### STATED GOAL
Add 15 to every bounding box coordinate in the answers, and copy out the items from the very first line through the line holding "xmin=29 ymin=213 xmax=210 ymax=277", inclusive, with the requests left in.

### EXERCISE INPUT
_ _ _

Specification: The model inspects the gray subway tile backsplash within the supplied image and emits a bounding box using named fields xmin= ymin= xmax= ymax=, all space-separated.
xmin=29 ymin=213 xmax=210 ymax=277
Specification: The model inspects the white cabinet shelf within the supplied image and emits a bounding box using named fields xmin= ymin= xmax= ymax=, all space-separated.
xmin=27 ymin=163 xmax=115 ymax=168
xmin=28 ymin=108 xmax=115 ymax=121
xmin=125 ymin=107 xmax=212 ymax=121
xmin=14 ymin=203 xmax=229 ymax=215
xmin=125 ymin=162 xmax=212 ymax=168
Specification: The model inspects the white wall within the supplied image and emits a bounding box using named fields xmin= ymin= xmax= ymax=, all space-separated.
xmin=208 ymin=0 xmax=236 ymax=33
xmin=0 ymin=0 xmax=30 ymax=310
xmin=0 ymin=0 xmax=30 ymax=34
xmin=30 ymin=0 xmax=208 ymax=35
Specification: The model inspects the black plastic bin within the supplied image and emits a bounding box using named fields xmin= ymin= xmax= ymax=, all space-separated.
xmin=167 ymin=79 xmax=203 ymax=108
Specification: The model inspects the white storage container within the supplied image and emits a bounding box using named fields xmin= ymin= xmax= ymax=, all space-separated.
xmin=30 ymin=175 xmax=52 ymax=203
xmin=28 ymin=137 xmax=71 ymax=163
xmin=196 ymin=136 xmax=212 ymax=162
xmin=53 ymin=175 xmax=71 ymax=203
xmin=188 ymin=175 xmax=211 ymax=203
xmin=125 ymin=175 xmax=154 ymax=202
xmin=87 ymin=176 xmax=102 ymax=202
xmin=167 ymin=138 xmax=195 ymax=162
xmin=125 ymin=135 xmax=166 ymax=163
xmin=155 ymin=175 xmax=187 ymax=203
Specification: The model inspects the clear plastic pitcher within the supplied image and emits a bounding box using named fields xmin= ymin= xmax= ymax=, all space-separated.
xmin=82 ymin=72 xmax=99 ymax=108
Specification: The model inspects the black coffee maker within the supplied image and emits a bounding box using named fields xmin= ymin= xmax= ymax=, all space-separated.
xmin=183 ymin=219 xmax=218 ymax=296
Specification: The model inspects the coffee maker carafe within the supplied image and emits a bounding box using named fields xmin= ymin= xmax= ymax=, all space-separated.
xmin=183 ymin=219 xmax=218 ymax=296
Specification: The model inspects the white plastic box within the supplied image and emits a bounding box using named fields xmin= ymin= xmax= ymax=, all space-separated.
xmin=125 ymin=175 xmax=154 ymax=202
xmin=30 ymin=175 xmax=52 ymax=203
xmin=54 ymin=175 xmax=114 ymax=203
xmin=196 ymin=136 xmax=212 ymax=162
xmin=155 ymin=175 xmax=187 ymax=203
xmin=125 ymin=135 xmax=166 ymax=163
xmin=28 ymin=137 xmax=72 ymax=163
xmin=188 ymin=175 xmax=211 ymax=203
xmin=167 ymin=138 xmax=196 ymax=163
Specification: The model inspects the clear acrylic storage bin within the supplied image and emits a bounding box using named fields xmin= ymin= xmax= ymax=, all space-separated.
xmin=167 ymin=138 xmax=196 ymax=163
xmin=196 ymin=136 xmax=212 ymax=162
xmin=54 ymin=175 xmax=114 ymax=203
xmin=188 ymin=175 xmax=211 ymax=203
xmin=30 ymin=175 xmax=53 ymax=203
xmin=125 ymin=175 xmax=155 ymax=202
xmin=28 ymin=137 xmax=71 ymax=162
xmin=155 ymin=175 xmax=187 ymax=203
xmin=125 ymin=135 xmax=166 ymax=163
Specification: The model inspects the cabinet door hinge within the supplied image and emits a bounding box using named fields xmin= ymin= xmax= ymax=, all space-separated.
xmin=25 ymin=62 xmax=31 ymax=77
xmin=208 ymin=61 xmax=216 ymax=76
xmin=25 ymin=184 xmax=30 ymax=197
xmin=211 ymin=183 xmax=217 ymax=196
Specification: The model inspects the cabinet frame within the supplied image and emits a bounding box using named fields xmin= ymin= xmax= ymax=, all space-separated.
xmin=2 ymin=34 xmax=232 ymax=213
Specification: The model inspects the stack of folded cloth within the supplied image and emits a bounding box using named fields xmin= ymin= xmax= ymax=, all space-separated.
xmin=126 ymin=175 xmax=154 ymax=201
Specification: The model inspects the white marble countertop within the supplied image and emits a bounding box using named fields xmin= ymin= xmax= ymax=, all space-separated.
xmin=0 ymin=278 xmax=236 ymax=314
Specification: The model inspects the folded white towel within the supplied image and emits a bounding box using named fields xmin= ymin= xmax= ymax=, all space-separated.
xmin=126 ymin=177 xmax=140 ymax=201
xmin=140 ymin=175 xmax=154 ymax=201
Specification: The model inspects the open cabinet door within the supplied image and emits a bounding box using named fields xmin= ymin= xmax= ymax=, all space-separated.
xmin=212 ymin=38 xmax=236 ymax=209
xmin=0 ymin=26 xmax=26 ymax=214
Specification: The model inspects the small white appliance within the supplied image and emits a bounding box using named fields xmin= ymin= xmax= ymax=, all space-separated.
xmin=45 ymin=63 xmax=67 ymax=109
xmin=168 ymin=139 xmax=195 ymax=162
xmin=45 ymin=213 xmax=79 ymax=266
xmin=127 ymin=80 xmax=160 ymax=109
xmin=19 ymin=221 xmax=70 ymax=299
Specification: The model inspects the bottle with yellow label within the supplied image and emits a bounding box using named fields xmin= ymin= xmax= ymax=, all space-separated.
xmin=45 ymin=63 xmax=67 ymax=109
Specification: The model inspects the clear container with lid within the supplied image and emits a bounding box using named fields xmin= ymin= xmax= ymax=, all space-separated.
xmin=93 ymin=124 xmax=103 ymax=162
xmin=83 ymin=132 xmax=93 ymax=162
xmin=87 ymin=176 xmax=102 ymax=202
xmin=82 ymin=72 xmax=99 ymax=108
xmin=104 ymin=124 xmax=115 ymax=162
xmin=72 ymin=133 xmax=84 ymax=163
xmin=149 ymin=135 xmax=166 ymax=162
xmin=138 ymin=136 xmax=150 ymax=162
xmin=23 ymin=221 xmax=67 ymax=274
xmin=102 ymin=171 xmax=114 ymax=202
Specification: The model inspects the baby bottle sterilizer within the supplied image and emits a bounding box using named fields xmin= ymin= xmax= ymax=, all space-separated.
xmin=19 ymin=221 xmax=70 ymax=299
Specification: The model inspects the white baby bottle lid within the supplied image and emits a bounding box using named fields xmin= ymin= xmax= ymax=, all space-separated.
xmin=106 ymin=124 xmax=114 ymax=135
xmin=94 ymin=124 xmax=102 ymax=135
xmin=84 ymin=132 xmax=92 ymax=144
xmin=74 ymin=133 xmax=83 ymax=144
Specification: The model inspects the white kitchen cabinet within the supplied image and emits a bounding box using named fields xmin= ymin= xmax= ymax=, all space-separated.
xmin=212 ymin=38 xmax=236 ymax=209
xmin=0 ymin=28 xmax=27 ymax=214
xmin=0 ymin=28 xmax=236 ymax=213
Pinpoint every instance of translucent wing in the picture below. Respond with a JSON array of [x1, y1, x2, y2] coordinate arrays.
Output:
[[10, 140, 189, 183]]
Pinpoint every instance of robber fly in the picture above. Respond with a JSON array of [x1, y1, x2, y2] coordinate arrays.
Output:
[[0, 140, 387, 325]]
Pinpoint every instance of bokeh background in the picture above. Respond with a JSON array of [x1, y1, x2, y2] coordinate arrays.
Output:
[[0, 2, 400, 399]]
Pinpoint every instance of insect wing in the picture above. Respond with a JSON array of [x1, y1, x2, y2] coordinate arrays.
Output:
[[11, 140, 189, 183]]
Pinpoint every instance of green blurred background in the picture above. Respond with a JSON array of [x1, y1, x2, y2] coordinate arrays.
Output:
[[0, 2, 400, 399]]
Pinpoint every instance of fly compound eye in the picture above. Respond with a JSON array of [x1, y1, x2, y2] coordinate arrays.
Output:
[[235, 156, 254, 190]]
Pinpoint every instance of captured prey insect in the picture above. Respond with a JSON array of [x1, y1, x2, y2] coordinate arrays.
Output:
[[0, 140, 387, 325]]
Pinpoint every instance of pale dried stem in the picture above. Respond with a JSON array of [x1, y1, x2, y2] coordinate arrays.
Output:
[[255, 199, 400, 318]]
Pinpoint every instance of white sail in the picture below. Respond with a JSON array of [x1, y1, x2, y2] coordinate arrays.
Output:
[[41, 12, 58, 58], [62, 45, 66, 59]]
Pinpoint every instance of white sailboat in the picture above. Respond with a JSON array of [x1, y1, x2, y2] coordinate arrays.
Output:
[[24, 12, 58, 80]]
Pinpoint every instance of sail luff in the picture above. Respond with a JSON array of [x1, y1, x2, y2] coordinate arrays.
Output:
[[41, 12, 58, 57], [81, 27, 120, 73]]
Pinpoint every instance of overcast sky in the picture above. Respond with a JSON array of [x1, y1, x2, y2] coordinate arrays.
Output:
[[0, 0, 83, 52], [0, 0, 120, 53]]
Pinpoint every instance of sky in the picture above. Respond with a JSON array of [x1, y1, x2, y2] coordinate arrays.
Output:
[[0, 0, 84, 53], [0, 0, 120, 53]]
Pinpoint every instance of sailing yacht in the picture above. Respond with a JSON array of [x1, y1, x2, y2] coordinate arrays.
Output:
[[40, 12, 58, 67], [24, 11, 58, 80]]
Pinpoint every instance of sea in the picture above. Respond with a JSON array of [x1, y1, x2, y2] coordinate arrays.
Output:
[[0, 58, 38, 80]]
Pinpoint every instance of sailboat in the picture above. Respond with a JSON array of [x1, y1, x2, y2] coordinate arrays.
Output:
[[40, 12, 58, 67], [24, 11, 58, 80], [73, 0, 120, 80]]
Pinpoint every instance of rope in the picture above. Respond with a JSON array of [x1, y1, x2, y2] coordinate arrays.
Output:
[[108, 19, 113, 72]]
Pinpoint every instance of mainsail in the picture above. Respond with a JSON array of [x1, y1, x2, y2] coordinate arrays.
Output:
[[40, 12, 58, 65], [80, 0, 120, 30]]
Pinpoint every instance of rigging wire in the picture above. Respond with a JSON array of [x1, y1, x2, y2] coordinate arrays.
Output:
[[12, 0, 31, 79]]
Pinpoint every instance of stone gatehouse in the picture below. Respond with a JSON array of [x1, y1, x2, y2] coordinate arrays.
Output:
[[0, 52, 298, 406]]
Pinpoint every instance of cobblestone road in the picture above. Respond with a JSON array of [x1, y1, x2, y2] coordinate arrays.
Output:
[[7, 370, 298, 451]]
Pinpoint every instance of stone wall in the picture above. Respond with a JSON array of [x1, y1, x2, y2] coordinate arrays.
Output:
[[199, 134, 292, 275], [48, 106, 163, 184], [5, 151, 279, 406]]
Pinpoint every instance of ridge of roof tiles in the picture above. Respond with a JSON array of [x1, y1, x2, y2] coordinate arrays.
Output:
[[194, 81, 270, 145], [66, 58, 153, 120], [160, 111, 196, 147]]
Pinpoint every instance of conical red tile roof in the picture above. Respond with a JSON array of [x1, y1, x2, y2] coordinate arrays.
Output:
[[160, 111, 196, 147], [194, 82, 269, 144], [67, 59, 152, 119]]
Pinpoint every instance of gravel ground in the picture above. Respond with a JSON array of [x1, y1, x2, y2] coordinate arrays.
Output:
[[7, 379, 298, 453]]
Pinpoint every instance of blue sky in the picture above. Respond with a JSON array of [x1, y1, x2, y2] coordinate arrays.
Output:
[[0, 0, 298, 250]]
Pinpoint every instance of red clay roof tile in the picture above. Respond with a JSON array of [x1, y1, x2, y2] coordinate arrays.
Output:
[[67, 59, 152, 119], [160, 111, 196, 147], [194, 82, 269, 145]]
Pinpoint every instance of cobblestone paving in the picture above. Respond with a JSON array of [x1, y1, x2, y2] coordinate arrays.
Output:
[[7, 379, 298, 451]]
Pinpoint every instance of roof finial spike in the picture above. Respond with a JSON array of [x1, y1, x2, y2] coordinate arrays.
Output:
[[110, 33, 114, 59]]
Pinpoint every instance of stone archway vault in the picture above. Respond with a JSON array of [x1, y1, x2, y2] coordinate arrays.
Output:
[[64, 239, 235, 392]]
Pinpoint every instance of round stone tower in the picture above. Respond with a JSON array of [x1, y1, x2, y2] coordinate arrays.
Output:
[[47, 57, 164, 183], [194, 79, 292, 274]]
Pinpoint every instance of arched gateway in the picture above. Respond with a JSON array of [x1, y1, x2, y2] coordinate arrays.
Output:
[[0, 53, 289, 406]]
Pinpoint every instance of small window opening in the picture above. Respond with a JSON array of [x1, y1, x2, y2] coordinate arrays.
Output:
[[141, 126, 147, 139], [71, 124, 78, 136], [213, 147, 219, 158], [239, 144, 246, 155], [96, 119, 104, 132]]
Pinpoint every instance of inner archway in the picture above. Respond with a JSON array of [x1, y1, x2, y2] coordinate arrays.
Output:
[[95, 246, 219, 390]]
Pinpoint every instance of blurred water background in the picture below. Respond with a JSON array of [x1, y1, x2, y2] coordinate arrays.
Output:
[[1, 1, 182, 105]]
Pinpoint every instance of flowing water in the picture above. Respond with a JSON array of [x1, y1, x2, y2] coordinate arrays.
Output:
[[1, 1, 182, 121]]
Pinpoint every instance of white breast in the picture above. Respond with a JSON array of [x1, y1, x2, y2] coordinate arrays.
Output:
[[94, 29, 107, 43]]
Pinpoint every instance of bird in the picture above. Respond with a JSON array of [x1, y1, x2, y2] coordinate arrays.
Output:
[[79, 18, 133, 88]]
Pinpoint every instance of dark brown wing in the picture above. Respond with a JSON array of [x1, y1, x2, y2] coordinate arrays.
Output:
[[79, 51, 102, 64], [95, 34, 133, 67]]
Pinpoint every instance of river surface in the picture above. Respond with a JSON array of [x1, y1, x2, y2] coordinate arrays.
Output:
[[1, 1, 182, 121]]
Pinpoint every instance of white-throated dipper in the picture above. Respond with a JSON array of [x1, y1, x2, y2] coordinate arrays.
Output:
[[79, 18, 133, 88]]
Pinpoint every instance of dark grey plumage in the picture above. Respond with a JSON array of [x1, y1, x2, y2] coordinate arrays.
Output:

_ _ _

### OUTPUT FOR THIS TASK
Specification: The model inspects the gray subway tile backsplash within the supplied image and emits a bounding box using named fields xmin= ymin= xmax= ymax=, all space-separated.
xmin=44 ymin=228 xmax=225 ymax=292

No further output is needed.